- **Supplied text**:
* * *

1. Introduction
Until recently, the adoption of affirmative action policies for black Brazilians was considered a distant dream. The black movement demanded specific policies. Occasionally, multinational companies raised concerns about the workforce in relation to their Brazilian branches. However, as recently as the 1990s, affirmative action seemed unlikely. In a few years, a major shift happened. The subject garnered a groundswell of attention in debates due to the preparatory process that led up to the landmark event in 2001, the World Conference Against Racism, Racial Discrimination, Xenophobia, and Related Intolerance. Beyond the mobilization of the black movement and the increasing visibility of their demands, an important aspect of this process has been public statements of some government entities, mainly the Instituto de Pesquisa Econômica Aplicada—IPEA (Institute for Research on Applied Economics), linked to the Ministry of Planning, Budget, and Management. The debate intensified during the World Conference, when the official report was released, including the recommendation for the adoption of quotas for black students in public universities (
da Silva and Pereira 2013).

* * *

- **Extracted data**:

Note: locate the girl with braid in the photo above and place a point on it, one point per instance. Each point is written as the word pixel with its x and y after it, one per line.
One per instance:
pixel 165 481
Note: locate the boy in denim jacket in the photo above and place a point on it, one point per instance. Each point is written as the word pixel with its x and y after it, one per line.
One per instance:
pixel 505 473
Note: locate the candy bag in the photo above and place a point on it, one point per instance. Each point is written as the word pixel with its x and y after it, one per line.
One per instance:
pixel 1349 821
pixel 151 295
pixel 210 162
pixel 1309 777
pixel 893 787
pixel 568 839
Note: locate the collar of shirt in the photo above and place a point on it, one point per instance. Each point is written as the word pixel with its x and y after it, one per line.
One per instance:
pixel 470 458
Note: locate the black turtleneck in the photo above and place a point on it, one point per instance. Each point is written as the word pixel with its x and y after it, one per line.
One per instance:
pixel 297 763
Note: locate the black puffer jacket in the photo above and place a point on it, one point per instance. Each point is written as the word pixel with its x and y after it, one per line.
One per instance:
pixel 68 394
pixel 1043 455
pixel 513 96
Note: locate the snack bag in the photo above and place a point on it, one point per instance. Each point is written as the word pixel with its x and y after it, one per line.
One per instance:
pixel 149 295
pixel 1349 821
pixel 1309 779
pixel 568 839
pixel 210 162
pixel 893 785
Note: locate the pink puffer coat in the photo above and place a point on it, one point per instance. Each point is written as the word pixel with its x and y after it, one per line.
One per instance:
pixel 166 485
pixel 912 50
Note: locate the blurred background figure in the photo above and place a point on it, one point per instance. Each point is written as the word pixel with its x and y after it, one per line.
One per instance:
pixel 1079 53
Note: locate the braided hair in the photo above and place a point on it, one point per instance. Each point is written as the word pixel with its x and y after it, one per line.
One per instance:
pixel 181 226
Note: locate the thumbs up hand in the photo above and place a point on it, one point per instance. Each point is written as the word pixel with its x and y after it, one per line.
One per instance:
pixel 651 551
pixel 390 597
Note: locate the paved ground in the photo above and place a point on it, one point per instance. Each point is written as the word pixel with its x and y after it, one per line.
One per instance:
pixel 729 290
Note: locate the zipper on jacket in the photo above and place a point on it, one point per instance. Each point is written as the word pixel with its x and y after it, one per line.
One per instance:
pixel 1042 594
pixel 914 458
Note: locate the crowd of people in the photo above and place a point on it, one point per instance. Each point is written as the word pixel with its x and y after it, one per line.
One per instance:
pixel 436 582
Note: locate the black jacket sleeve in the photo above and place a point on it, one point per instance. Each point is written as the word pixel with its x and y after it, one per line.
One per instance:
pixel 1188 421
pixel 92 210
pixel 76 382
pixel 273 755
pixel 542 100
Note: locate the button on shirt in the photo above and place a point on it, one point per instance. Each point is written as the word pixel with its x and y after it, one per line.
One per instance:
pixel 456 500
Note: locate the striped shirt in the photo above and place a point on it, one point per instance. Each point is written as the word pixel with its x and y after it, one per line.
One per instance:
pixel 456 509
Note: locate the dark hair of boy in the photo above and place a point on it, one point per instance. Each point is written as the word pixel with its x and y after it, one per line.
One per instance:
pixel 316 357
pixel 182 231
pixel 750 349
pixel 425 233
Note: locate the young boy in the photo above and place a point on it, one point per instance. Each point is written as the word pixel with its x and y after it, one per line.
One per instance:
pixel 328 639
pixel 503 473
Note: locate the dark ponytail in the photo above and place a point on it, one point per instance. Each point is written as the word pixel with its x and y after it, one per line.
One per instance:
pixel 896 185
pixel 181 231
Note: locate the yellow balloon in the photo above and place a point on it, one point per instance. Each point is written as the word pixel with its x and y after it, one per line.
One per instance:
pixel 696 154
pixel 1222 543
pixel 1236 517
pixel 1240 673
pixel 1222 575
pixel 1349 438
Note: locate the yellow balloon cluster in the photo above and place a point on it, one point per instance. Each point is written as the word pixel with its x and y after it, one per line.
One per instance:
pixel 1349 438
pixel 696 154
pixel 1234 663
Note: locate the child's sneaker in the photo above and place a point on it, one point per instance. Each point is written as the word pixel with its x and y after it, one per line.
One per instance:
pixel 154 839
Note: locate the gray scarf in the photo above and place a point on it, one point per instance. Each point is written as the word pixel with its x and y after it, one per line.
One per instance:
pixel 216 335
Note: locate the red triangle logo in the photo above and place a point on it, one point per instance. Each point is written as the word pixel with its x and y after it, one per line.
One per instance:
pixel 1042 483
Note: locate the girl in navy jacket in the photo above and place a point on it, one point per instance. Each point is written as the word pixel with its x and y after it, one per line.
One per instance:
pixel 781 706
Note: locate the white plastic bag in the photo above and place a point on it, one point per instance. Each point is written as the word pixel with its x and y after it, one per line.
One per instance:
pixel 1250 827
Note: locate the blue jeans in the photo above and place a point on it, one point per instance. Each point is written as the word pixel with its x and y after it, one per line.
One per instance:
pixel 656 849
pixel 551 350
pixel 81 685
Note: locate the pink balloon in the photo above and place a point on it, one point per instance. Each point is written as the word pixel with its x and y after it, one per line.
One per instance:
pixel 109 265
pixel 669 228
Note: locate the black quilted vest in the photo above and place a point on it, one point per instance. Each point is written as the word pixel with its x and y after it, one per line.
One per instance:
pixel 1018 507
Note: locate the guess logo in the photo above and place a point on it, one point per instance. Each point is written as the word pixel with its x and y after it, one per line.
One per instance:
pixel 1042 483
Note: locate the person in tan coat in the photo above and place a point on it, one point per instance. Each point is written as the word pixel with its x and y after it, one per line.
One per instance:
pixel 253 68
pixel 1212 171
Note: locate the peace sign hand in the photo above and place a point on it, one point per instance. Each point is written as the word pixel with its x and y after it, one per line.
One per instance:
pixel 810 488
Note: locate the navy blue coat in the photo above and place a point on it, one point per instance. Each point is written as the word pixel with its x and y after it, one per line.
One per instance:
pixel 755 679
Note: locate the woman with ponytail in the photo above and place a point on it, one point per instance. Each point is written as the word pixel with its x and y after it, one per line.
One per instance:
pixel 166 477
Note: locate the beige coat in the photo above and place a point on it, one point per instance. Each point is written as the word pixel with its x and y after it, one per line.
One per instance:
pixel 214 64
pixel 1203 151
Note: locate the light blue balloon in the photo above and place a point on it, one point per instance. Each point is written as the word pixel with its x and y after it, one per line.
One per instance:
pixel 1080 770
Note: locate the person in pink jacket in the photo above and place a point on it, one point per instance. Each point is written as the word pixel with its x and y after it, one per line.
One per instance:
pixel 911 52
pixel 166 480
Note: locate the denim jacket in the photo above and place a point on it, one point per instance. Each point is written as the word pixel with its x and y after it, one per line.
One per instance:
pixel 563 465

* * *

- **Given instruction**: List every formally named institution or event that appears in the introduction on affirmative action in Brazil above, using its full name as given there.

- **Solved exercise**:
World Conference Against Racism, Racial Discrimination, Xenophobia, and Related Intolerance
Instituto de Pesquisa Econômica Aplicada (IPEA), the Institute for Research on Applied Economics
Ministry of Planning, Budget, and Management